(Named region outline records)
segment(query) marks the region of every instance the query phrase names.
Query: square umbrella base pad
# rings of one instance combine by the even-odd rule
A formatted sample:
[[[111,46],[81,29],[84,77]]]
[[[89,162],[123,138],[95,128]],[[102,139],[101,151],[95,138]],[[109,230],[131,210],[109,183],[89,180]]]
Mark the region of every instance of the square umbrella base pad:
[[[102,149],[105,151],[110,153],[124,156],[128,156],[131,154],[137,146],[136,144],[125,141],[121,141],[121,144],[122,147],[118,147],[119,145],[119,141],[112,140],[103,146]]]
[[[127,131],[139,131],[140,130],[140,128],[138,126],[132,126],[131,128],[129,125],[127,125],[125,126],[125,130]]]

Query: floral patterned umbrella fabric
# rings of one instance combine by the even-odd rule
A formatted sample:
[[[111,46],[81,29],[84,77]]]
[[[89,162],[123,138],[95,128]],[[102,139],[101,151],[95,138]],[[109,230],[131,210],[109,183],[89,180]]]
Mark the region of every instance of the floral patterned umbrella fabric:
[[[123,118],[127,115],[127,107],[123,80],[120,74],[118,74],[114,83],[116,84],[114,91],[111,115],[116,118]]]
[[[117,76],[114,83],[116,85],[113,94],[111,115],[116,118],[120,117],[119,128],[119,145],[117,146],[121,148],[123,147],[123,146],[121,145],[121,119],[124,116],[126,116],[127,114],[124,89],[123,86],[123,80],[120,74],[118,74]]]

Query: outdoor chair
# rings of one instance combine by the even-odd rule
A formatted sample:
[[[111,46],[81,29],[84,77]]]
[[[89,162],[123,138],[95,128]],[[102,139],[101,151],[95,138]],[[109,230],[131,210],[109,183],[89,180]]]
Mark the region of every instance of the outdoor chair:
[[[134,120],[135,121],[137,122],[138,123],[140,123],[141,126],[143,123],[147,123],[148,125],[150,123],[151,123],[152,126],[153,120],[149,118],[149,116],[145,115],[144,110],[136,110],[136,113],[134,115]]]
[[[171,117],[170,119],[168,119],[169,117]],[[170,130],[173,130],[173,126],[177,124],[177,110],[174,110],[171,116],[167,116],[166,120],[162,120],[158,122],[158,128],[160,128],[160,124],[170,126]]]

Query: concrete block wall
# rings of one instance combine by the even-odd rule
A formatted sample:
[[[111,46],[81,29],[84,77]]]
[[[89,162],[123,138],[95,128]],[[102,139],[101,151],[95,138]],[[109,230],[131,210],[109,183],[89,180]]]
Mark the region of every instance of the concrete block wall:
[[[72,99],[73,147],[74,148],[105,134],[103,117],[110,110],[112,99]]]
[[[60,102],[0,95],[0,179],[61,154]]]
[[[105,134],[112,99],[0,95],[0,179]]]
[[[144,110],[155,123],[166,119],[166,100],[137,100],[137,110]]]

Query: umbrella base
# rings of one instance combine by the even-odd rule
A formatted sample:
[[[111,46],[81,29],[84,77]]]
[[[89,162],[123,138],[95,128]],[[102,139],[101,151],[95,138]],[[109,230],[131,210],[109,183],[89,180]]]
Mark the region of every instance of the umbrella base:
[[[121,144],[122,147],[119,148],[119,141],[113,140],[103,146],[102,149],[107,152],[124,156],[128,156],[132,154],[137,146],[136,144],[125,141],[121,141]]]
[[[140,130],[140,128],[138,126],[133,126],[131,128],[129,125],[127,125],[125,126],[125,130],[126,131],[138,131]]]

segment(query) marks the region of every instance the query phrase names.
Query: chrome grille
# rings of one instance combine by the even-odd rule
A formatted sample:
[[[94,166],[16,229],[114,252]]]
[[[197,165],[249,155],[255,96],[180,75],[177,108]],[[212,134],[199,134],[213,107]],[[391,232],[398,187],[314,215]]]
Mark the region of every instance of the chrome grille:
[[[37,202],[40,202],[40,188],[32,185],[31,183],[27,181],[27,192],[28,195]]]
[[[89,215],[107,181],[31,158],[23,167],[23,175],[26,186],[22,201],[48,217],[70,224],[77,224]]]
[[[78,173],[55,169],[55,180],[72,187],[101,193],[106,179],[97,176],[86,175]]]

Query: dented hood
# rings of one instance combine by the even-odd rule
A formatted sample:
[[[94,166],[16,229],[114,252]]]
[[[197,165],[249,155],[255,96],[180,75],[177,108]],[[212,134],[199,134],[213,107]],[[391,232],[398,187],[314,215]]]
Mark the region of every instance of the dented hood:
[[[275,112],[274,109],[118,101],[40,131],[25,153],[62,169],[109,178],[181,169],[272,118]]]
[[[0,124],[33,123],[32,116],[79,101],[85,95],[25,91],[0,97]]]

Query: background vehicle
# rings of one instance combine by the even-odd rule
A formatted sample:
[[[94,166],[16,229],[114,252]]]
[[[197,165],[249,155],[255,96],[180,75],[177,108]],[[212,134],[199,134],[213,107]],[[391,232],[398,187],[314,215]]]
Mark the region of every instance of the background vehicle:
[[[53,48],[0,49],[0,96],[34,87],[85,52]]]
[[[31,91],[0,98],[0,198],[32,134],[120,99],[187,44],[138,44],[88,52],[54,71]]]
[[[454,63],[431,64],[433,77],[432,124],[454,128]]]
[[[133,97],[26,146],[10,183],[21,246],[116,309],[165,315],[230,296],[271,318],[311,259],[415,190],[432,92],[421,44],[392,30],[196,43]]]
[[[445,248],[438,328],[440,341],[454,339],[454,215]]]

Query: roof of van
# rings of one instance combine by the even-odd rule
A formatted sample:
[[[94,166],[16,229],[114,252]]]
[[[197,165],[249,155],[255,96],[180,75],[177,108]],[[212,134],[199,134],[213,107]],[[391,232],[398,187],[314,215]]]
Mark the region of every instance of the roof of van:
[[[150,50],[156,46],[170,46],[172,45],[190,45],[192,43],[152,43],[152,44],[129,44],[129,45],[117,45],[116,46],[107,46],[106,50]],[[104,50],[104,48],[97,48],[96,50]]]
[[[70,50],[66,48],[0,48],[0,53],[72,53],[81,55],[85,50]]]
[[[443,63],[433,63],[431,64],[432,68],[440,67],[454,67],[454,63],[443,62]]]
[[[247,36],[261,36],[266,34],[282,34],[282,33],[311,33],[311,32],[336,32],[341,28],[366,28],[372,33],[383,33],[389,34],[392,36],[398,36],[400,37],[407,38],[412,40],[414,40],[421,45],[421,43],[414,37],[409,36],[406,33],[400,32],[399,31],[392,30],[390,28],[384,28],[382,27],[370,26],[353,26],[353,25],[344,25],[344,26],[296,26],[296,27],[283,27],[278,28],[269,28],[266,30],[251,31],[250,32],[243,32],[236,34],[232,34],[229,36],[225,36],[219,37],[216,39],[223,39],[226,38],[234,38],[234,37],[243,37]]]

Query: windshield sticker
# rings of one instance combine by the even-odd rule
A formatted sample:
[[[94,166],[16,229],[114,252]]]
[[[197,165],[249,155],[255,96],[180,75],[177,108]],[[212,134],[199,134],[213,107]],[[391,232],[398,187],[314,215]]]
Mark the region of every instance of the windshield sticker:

The request -
Copy out the part of the records that opens with the line containing "Query: umbrella base" and closes with the line containing "Mark the region of every instance of the umbrella", keeping each line unchanged.

Result below -
Query: umbrella base
# rings of one instance combine by the even-odd rule
A formatted sample:
[[[111,46],[81,29],[84,77]]]
[[[89,162],[123,138],[95,128]],[[102,139],[101,151],[95,138]],[[109,230],[131,210],[109,183],[89,180]]]
Mark the region of every instance of the umbrella base:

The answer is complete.